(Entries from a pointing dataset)

***

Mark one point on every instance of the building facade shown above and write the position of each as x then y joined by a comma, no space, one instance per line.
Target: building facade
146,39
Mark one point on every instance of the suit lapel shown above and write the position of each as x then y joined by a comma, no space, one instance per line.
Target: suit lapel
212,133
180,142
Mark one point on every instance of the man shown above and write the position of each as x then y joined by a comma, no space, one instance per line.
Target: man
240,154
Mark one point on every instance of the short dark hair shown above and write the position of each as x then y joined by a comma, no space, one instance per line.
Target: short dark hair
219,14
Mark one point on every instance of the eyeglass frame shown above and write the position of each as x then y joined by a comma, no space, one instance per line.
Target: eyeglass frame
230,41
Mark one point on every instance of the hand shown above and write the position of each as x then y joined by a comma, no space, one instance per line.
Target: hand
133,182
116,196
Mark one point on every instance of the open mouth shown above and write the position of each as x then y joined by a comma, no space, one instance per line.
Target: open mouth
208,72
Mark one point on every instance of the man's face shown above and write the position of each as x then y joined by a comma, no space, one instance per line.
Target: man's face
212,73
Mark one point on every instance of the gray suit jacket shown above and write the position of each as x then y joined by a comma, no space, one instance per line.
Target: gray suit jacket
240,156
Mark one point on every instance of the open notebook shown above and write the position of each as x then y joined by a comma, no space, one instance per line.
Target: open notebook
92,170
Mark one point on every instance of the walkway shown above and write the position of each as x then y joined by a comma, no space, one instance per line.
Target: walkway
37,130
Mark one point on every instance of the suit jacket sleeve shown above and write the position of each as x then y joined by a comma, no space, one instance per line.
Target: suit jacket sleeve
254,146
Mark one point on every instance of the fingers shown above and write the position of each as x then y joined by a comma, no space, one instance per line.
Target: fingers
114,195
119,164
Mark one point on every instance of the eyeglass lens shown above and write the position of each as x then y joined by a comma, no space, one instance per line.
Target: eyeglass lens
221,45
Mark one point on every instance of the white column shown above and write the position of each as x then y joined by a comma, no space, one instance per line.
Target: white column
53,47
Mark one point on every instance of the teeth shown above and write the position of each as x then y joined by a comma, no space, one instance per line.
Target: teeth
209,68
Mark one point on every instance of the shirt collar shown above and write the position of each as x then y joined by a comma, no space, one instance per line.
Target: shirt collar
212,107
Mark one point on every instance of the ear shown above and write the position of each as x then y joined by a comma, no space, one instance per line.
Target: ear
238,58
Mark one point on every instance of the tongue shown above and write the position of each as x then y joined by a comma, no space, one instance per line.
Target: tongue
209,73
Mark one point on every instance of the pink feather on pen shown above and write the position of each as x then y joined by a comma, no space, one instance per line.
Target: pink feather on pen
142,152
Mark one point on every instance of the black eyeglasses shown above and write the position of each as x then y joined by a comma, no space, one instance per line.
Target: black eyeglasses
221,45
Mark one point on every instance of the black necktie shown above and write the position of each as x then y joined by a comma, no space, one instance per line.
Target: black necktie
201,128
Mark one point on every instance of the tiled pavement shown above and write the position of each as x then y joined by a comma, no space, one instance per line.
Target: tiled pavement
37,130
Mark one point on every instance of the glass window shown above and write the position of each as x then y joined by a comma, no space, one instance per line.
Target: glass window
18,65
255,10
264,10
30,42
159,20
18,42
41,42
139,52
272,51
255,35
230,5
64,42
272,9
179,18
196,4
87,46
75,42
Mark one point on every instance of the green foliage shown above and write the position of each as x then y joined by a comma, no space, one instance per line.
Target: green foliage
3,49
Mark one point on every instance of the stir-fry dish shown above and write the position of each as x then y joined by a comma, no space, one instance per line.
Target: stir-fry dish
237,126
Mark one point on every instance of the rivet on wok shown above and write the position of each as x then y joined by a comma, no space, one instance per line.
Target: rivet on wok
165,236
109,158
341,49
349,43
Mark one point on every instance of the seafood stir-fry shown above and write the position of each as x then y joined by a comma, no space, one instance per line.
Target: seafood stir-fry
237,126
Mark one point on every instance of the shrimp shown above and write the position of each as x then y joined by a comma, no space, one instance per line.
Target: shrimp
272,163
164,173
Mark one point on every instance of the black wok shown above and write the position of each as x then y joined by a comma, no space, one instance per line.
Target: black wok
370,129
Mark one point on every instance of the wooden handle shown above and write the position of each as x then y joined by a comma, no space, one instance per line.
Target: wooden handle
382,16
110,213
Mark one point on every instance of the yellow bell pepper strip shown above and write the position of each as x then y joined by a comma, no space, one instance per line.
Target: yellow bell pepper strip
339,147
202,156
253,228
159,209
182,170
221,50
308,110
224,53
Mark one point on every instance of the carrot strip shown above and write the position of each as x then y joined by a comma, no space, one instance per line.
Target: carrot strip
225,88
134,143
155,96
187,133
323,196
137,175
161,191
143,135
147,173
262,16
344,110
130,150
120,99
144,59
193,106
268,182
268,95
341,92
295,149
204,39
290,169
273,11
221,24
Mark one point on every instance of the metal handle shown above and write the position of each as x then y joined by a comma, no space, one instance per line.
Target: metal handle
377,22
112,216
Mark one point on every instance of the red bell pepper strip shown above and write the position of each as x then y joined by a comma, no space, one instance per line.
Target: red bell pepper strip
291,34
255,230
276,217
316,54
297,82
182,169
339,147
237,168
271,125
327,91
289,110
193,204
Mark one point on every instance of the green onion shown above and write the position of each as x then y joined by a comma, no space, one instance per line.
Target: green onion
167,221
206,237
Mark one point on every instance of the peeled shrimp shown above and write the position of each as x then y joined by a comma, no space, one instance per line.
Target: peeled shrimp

***

**Your objective**
Copy out the entire listing above line for line, with no alteration to any character.

**Correct answer**
Mark one point on every instance of the building facade shown above and write the position of each as x then y joined by a comma, no space, one instance per line.
Target: building facade
146,39
Mark one point on every instance of the suit lapel shown above and write the position of each as x then y joined by a comma, no space, one instance per line.
Target: suit lapel
212,133
180,142
Mark one point on every instance of the man shown above and write the position of each as x then y joined by a comma, no space, one instance per line.
Target: man
240,154
Mark one point on every instance of the short dark hair shown above and write the position of each as x then y joined by a comma, no space, one instance per line.
Target: short dark hair
219,14
Mark one point on every instance of the eyeglass frame shown above and write the position of each as x then y joined by a comma, no space, one instance per line.
Target: eyeglass frame
230,41
Mark one point on every instance of the hand shown above and write the position of each as x then y joined by a comma, no space, one instance per line.
Target: hand
133,182
116,196
Mark one point on every instance of the open mouth shown above and write the position of each as x then y joined by a comma, no space, one instance per line.
Target: open mouth
208,72
Mark one point on every instance of the man's face shown above and write the position of each as x then y joined by a comma, no space, one instance per line.
Target: man's face
212,73
Mark one point on every instance of the gray suit jacket shown above and write the position of each as x then y joined by a comma, no space, one instance per line.
Target: gray suit jacket
240,156
Mark one point on every instance of the open notebook shown above and write the position of each as x then y joined by a comma, no space, one instance per line.
Target: open notebook
92,170
Mark one point on every instance of the walkway shown above and write the position of each as x then y joined by a comma, no space, one instance per line.
Target: walkway
37,130
Mark one point on every instance of the suit jacket sleeve shown above and write the position of each as x then y joined by a comma, no space, one instance per line.
Target: suit jacket sleeve
254,146
Mark one point on every instance of the fingers shown above and write the position of each as x then y joined by a comma, no space, one instance per line.
Target: fingers
114,195
119,164
Mark one point on every instance of the eyeglass lens shown above and write the position of each as x then y joined by a comma, no space, one instance per line.
Target: eyeglass lens
221,45
Mark one point on every instance of the white column shown above and write the position of each as x then y joined by a comma, no space, one instance per line.
Target: white column
53,47
Mark one point on every instance of the teeth shown above and write the position of each as x then y joined by a comma, no space, one instance per line.
Target: teeth
209,68
Mark one point on every instance of the shirt collar shown above and write the position of each as x then y joined by a comma, no space, one instance per line.
Target: shirt collar
212,107
Mark one point on every instance of the ear shown above and write the position of each as x then y joined by a comma, no space, one instance per line.
Target: ear
238,58
Mark one point on every instance of the tongue shown above and write the position of each as x then y joined by a comma, no space, one instance per line.
Target: tongue
209,73
Mark one point on every instance of the pink feather on pen shown above and write the position of each as x then y joined by a comma, no space, one instance per line.
Target: pink feather on pen
142,152
Mark one point on every instance of the black eyeglasses shown above and write the position of each as x then y joined by a comma, no space, one instance per line.
Target: black eyeglasses
221,45
Mark one point on every instance of the black necktie shown above and write the position of each as x then y joined by a comma, no space, one instance per line.
Target: black necktie
201,128
Mark one point on every instance of the tiled pavement shown above and write the position of each as x then y joined by a comma, no space, one instance per line.
Target: tiled pavement
37,130
Mark one point on every instance of the glass window shown above and write the position of each as x then y joined by a comma, no space, one instance per line.
Target: glass window
18,65
255,10
264,10
30,42
159,20
18,42
41,42
139,52
272,51
255,35
230,5
64,42
272,9
179,18
196,4
87,46
75,42
Mark one point on every instance of the green foliage shown above and write the position of each as x then y joined by a comma, no space, one instance per line.
Target: green foliage
3,49
Mark one point on every instance of the stir-fry dish shown above and write the position of each as x then y joined by a comma, no space, one instance per line.
Target: stir-fry dish
237,126
Mark one point on every instance of the rivet on wok shown above and write the position of each as x then y joined by a comma, no space, one instance per line.
Target: rivet on wok
165,236
109,158
341,49
349,43
Mark one point on every instance of the seafood stir-fry shown above and write the position of each as x then y joined by a comma, no space, one instance per line.
Target: seafood stir-fry
237,126
Mark one point on every instance of the shrimp shown above and write the position of each as x then y joined by a comma, no space, one instance per line.
Target: shrimp
272,163
164,173
Mark one point on every instance of the black wok shown above and write the position of each as x then y joined by a comma, no space, one instance per line.
Target: black wok
370,129
Mark one point on every instance of the wooden handle shown above and write the position of each as x then y joined by a comma, no space, one instance per line.
Target: wooden handle
382,16
110,213
Mark one point on every instance of the yellow bell pepper strip shown above and write the position of each as x then y joined by a comma, no space, one instance per line.
Target: yellow bell pepper strip
339,147
202,156
253,228
159,209
182,170
221,50
308,110
224,53
Mark one point on every instance of the carrot strip shown above and write the position of each as x then y joined by a comma, no space, one instance per line.
Target: carrot strip
225,88
134,143
155,96
187,133
323,196
137,175
161,191
143,135
147,173
262,16
344,110
130,150
120,99
144,59
193,106
268,182
268,95
341,92
295,149
204,39
290,169
273,11
221,24
Mark one point on every instance of the metal handle shown above and write the position of each as x then y joined by a comma, no space, one instance per line.
Target: metal handle
377,22
112,216
Mark one point on every instance of the red bell pepper strip shown above and write the position of each as x then y joined by a comma, no space, one instance per line.
Target: red bell pepper strip
291,34
255,230
276,217
316,54
297,82
182,169
339,147
237,168
271,125
327,91
289,110
193,204
Mark one point on every instance of the green onion shown above and write the position of each as x then y joined by a comma, no space, one instance per line.
Target: green onion
167,221
206,237
Mark one point on every instance of the peeled shrimp shown above and write the position of each as x then y joined by a comma, no space, one instance per line.
Target: peeled shrimp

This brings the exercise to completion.